Collection entries:
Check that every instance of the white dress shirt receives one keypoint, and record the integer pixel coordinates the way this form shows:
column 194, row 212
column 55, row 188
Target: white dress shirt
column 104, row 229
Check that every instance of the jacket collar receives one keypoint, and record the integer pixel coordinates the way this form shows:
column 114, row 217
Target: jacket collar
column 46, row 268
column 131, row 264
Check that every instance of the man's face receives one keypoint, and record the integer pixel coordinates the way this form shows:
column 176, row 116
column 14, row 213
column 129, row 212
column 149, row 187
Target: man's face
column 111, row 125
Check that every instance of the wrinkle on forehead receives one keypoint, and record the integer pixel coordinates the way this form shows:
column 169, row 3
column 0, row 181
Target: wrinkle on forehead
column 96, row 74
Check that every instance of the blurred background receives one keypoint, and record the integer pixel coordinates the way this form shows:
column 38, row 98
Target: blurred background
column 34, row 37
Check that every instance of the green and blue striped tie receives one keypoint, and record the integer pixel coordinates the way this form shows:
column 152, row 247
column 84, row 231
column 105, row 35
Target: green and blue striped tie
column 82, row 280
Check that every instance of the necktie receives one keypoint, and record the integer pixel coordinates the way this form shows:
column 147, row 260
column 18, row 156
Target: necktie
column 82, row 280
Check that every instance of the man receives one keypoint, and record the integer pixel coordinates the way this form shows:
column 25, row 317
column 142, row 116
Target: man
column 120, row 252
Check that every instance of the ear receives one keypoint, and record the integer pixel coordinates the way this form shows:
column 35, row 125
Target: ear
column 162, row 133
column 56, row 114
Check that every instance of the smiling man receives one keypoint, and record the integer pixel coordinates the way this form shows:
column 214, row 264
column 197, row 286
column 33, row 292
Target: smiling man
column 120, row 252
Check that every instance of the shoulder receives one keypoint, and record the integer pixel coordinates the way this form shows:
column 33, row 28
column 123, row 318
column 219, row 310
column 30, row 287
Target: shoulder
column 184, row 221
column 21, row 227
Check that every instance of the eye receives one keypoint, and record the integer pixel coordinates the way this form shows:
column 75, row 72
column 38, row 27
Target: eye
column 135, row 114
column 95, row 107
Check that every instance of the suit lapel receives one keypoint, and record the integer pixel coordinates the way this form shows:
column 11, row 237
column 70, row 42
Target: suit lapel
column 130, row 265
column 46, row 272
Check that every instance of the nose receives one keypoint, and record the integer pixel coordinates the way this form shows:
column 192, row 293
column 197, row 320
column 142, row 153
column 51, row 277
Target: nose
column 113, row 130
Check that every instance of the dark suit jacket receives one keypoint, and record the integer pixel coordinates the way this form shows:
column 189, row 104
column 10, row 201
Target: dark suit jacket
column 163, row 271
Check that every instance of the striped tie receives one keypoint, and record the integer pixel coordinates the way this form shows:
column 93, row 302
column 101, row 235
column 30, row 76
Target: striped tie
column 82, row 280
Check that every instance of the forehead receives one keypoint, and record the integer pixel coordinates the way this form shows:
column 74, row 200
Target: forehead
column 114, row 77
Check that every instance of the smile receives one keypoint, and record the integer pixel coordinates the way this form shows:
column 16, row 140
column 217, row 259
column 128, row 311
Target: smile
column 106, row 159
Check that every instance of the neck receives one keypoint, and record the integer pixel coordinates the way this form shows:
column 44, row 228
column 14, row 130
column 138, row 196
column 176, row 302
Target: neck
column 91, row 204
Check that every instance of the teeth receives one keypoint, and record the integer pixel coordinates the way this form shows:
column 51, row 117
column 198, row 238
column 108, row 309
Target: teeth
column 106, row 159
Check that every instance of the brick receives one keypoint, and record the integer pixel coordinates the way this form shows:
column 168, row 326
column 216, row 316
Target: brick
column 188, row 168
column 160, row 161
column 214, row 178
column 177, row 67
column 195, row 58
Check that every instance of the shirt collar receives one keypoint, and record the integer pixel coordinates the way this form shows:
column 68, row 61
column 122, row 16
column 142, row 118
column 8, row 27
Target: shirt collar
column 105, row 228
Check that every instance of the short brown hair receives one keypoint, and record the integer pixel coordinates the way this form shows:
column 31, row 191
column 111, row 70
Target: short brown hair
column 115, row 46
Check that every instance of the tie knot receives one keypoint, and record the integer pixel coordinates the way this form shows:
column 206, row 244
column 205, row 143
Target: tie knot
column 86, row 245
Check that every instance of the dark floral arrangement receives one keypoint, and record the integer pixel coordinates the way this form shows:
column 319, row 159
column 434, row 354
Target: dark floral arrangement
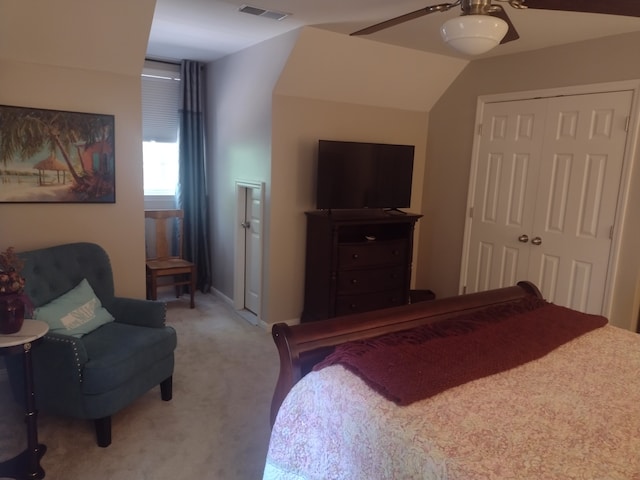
column 11, row 282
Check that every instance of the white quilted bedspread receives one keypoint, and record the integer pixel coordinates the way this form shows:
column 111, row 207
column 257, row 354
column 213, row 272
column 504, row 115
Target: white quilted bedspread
column 573, row 414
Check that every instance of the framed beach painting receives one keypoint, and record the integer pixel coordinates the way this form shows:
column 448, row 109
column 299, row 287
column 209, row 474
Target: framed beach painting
column 54, row 156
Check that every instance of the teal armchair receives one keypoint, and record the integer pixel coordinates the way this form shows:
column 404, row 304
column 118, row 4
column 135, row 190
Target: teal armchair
column 95, row 376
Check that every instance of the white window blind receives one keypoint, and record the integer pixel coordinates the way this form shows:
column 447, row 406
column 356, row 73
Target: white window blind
column 160, row 102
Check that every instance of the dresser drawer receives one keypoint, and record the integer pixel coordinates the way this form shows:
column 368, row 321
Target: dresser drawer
column 348, row 304
column 370, row 254
column 370, row 280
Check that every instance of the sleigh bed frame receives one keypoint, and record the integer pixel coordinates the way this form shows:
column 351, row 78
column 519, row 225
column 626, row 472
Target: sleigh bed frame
column 302, row 346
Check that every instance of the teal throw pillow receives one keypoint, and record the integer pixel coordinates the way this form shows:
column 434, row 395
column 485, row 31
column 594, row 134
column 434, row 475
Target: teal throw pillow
column 75, row 313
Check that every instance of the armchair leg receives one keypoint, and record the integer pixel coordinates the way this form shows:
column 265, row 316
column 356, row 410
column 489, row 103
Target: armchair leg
column 103, row 431
column 166, row 389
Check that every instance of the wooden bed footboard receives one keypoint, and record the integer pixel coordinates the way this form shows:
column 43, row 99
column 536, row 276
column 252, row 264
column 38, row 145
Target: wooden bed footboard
column 302, row 346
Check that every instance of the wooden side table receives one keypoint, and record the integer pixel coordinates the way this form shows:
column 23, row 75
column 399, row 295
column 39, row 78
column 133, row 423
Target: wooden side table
column 26, row 465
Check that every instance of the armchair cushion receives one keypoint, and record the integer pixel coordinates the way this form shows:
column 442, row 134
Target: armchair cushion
column 119, row 353
column 74, row 313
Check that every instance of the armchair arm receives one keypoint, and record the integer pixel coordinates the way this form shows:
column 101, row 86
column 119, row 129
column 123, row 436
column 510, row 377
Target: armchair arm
column 58, row 360
column 144, row 313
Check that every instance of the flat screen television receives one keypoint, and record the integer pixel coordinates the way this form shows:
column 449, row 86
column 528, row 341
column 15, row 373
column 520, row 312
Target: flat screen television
column 355, row 175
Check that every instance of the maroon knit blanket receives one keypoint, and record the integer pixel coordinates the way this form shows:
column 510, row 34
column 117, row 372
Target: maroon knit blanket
column 412, row 365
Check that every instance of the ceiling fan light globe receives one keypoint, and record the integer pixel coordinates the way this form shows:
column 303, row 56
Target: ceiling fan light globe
column 474, row 34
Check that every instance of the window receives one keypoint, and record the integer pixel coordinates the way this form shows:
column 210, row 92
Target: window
column 160, row 120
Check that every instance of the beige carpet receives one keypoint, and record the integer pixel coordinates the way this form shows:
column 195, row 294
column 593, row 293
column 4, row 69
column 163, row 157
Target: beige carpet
column 216, row 426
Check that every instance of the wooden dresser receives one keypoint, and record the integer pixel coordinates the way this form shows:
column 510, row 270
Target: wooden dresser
column 357, row 261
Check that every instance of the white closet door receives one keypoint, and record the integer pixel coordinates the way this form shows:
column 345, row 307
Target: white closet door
column 504, row 193
column 545, row 195
column 577, row 197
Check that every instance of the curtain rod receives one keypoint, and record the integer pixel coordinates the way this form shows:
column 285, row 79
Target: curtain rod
column 168, row 62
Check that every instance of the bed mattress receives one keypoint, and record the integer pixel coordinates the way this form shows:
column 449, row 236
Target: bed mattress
column 572, row 414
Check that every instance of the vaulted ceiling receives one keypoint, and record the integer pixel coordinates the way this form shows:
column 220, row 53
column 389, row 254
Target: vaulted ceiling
column 206, row 30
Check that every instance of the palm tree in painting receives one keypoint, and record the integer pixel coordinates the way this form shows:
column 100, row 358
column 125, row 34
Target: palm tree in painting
column 25, row 133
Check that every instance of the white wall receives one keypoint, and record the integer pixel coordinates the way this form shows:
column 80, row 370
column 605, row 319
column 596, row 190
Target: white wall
column 239, row 126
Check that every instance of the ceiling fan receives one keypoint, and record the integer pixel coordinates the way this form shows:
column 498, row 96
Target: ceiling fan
column 483, row 25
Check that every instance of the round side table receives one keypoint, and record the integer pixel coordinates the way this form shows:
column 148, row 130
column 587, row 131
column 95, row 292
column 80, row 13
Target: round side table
column 26, row 465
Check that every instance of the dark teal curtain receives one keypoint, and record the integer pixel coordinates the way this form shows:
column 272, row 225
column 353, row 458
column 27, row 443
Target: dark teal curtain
column 192, row 196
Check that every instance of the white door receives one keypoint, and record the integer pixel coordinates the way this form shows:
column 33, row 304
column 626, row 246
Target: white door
column 504, row 193
column 577, row 197
column 253, row 250
column 545, row 193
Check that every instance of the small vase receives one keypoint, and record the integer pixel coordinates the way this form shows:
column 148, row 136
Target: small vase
column 11, row 314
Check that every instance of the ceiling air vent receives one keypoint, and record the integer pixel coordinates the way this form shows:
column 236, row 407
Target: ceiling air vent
column 261, row 12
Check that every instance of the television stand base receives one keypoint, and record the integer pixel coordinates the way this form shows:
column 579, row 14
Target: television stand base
column 394, row 211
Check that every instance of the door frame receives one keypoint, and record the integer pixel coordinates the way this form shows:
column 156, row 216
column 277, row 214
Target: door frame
column 633, row 130
column 241, row 187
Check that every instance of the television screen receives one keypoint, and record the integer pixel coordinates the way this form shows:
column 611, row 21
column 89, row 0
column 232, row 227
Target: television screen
column 353, row 175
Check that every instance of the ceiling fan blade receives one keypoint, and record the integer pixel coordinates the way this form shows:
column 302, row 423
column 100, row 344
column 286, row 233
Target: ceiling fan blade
column 443, row 7
column 512, row 33
column 628, row 8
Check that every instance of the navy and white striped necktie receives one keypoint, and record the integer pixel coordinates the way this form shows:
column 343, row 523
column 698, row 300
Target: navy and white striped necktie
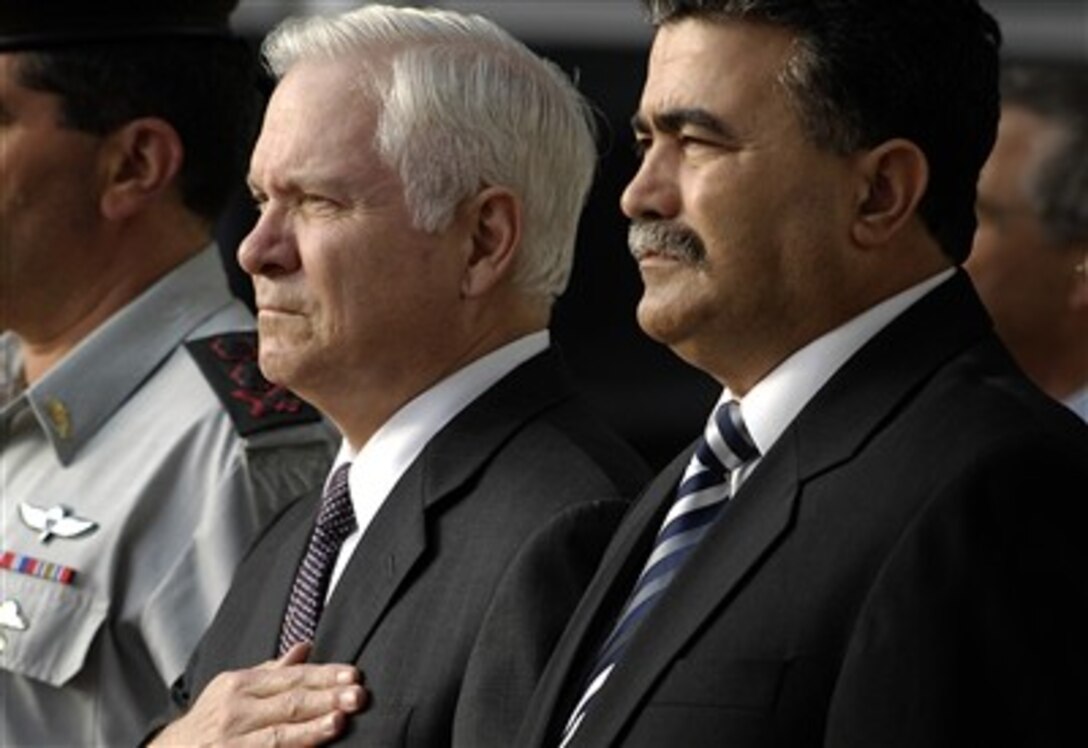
column 704, row 489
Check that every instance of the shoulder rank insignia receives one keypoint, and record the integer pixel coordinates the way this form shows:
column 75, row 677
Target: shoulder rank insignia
column 56, row 521
column 229, row 361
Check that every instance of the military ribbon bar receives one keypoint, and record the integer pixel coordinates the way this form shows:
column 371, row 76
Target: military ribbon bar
column 33, row 566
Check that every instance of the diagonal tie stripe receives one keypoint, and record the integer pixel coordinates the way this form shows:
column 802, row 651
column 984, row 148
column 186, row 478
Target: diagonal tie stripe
column 335, row 522
column 703, row 491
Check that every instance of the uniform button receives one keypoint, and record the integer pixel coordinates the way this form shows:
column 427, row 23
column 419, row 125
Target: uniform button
column 60, row 418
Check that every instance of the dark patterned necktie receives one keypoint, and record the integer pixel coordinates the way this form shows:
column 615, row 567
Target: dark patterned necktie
column 704, row 489
column 335, row 522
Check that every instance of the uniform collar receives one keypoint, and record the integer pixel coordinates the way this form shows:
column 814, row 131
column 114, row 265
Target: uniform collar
column 74, row 399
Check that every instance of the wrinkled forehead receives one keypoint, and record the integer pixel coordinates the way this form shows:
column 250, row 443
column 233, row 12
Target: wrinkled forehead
column 728, row 67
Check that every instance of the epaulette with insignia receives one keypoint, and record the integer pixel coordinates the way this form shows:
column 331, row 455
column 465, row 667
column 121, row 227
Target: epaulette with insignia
column 229, row 361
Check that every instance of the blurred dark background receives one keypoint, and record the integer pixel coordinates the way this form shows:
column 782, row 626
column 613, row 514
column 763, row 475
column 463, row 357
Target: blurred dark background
column 652, row 397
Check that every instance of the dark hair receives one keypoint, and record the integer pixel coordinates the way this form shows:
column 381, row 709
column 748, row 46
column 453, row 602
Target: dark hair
column 867, row 71
column 1059, row 190
column 206, row 89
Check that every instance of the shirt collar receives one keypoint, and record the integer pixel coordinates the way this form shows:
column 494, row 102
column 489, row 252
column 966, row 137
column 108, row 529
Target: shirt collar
column 73, row 400
column 388, row 453
column 775, row 401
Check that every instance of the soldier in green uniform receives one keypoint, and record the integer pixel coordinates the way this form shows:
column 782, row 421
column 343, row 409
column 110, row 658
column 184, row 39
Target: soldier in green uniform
column 140, row 450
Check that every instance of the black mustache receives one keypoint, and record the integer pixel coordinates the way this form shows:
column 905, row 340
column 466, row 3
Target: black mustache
column 665, row 237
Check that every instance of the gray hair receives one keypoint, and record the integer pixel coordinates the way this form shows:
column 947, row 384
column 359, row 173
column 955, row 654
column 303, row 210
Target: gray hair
column 1059, row 188
column 462, row 106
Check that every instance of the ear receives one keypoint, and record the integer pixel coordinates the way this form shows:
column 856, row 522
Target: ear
column 893, row 178
column 139, row 162
column 495, row 216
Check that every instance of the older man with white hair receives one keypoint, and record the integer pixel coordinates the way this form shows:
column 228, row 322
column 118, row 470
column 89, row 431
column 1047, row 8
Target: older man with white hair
column 420, row 176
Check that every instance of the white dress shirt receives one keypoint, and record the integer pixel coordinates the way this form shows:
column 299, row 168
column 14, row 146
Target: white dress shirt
column 384, row 459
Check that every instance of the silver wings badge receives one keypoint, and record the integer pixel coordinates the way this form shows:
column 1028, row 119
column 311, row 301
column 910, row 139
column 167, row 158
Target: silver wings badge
column 56, row 521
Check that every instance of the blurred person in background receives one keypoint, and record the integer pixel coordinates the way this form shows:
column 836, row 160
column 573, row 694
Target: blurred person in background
column 140, row 450
column 1030, row 256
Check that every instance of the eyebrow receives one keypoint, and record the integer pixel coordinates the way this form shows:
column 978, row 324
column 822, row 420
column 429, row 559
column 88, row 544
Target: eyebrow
column 674, row 120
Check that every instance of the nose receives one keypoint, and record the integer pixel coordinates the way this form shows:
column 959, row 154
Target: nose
column 653, row 192
column 270, row 248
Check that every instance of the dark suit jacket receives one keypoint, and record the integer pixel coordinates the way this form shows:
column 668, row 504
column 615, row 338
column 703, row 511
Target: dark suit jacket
column 906, row 566
column 465, row 578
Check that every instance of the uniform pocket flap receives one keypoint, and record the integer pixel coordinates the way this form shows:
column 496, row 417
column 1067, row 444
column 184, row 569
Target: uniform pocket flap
column 60, row 623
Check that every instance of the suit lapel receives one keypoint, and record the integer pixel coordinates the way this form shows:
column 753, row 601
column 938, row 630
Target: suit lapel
column 269, row 594
column 745, row 534
column 395, row 541
column 828, row 432
column 563, row 680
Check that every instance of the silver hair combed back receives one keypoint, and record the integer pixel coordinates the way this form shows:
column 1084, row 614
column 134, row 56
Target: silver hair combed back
column 464, row 106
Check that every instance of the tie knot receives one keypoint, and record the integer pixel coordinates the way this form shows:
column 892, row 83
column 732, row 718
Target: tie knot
column 336, row 515
column 726, row 444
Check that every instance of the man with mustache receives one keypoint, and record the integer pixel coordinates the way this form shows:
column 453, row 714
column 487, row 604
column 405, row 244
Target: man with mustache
column 879, row 538
column 419, row 176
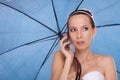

* Task directions *
Print exactly the line containing "column 1067, row 444" and every line after it through the final line above, and leave all pictures out.

* Task result *
column 1067, row 444
column 184, row 569
Target: uniform pocket flap
column 60, row 623
Check that every instance of the suit lapel receives one keypoint, and record the integer pixel coordinates the way this form shows:
column 753, row 601
column 938, row 630
Target: suit lapel
column 269, row 594
column 745, row 534
column 395, row 541
column 828, row 432
column 563, row 680
Check that every instance of the silver hair combed back receives one keypoint, and record the integer pixel coordinates the way this form shows:
column 1084, row 614
column 134, row 56
Target: silver hair combed back
column 464, row 106
Check that every instance of the tie knot receives one keypoint, and record the integer pixel coordinates the way this form shows:
column 892, row 83
column 732, row 718
Target: tie knot
column 336, row 515
column 726, row 444
Check that every instance of the man with mustache receives one keypoint, and record the integer pixel coordinates the way this form shows:
column 453, row 714
column 487, row 604
column 405, row 244
Target: man with mustache
column 879, row 538
column 419, row 176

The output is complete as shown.